**WHAT YOU WILL DO**.
Render the stretch of lines from the one containing "Can you find the white wall" through the one containing "pixel 45 177" as a two-column CSV headed input and output. Put each text in the input column and its answer in the output column of the same row, with every field enclosed in quotation marks and any line breaks replaced by spaces.

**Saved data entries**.
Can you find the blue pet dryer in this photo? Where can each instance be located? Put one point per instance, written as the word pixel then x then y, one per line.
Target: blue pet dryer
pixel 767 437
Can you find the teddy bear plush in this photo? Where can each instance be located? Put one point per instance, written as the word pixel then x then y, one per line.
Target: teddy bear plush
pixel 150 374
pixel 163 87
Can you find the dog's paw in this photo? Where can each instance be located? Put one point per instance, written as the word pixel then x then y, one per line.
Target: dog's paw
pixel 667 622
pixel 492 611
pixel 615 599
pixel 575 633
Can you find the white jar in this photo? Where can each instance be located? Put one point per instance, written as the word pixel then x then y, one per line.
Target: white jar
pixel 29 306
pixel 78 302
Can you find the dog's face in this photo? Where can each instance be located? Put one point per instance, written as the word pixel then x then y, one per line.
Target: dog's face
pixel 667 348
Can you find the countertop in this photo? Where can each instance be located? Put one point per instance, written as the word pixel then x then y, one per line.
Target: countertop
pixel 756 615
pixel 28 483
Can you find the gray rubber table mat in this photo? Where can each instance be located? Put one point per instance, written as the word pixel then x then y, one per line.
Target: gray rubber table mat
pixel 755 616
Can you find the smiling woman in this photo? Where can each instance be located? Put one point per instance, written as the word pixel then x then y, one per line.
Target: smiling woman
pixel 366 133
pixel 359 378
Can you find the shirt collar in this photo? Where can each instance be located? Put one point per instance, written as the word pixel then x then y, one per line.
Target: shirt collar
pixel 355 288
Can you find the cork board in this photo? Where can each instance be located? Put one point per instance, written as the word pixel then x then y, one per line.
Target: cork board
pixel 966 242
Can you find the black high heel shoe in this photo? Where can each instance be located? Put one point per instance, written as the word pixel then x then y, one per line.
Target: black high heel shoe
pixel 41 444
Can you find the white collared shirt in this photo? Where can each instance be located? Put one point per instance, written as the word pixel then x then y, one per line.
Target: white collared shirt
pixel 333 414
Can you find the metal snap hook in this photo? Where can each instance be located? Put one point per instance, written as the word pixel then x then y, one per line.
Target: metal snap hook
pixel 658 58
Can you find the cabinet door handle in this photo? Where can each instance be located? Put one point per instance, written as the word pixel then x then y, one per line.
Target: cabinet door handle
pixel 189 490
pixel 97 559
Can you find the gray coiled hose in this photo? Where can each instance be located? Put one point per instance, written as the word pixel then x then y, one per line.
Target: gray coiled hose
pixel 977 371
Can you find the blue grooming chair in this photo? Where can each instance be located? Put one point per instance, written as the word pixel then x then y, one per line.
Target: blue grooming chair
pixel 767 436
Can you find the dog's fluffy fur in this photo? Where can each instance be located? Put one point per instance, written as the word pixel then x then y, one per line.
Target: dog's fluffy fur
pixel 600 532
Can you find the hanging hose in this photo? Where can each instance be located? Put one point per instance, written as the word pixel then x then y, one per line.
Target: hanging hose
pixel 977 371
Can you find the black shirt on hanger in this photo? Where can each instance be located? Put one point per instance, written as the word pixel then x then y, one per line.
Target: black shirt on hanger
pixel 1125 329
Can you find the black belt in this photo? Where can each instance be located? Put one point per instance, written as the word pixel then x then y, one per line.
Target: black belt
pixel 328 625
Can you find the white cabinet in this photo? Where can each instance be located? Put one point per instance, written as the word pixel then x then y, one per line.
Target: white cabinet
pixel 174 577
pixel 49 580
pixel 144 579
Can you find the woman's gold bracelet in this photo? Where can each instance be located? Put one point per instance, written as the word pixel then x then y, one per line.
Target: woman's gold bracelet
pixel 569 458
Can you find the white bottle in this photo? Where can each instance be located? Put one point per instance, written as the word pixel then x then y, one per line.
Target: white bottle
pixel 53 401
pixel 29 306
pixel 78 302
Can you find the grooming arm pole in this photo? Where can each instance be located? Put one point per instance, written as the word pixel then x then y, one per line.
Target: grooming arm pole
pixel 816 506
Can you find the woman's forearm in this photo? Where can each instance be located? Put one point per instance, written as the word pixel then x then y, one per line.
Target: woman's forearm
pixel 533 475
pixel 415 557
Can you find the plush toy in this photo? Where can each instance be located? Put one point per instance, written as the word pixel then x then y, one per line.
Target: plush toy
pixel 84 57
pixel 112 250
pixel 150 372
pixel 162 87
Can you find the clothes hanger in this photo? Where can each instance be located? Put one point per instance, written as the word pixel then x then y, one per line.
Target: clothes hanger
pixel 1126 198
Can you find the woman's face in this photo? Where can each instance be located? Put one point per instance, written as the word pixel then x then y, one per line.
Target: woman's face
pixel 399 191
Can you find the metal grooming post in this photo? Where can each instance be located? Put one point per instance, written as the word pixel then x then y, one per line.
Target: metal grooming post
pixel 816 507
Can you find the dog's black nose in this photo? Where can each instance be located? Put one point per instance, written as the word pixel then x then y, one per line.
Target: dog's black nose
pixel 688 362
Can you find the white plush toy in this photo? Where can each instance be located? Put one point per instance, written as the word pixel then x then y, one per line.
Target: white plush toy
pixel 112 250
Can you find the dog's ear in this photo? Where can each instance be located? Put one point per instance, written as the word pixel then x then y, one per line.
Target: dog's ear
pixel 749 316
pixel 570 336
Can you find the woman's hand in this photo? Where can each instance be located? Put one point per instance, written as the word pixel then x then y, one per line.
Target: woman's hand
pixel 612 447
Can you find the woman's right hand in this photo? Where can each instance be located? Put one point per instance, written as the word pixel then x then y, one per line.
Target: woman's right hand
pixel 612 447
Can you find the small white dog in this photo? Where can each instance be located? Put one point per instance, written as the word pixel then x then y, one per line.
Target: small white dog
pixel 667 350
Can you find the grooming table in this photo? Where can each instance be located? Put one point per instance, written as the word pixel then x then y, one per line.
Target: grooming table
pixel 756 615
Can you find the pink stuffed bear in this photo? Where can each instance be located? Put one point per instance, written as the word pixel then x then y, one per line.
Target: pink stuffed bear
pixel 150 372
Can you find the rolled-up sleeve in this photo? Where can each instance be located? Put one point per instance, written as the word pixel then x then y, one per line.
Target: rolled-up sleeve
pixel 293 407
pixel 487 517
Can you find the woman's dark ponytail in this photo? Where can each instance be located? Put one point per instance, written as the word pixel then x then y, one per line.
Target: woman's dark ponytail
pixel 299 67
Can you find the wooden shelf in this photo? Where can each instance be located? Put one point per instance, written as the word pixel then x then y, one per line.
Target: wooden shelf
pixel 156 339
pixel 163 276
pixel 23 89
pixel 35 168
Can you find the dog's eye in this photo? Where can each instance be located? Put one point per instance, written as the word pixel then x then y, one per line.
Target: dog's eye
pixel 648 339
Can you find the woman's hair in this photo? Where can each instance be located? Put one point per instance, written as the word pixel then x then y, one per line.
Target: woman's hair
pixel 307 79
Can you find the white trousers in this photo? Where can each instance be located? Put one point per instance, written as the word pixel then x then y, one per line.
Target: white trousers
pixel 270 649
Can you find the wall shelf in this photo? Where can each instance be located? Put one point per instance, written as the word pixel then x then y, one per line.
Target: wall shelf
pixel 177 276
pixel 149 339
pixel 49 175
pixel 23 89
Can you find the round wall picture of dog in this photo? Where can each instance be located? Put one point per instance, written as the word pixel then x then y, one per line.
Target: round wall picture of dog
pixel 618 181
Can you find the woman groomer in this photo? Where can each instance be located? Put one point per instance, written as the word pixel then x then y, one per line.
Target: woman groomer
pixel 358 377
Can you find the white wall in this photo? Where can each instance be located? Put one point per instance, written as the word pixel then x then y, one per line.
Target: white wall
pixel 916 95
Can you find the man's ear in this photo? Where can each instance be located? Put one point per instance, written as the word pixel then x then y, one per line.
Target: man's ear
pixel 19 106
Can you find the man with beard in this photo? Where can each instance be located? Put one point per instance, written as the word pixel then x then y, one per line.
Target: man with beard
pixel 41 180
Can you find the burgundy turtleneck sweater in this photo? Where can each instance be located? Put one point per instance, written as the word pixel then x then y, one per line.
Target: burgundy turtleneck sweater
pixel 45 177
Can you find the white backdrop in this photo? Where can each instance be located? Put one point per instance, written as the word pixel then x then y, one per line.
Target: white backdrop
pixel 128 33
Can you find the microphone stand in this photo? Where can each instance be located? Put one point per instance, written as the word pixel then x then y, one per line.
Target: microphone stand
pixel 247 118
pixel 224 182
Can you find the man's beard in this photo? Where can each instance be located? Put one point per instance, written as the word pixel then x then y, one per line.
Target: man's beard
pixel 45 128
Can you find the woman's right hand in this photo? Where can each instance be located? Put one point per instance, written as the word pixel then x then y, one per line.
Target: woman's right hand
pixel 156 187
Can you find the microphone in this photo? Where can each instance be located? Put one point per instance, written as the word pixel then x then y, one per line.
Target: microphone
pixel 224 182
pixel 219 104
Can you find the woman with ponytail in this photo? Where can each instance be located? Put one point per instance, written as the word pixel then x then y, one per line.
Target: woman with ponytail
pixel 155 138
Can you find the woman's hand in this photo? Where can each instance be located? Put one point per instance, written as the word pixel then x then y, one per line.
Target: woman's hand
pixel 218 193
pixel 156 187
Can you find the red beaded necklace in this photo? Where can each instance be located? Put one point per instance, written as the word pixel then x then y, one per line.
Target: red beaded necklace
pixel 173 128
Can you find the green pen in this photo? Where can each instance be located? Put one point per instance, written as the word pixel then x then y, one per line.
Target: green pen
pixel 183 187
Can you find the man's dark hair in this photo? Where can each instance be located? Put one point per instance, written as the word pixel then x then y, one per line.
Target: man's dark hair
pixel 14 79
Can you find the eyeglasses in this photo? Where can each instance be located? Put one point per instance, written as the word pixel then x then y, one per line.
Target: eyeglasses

**CORRECT ANSWER**.
input,output
"Can you find the white wall in this photo? Where can each instance be located? Put one point per instance, written as the word pixel then x then y, one per line. Target: white wall","pixel 916 95"
"Can you find the man's ear in this photo? Where can each instance be located? Put one point per instance, written as the word pixel then x then y, one per line. Target: man's ear","pixel 19 106"
"Can you find the man with beard in this photo? Where can each instance be located? Put one point per instance, written as the word pixel then x then y, one per line. Target: man with beard","pixel 41 180"
"Can you find the burgundy turtleneck sweater in this photo? Where can each instance be located? Put one point per instance, written as the word pixel then x then y, one per line. Target: burgundy turtleneck sweater","pixel 45 177"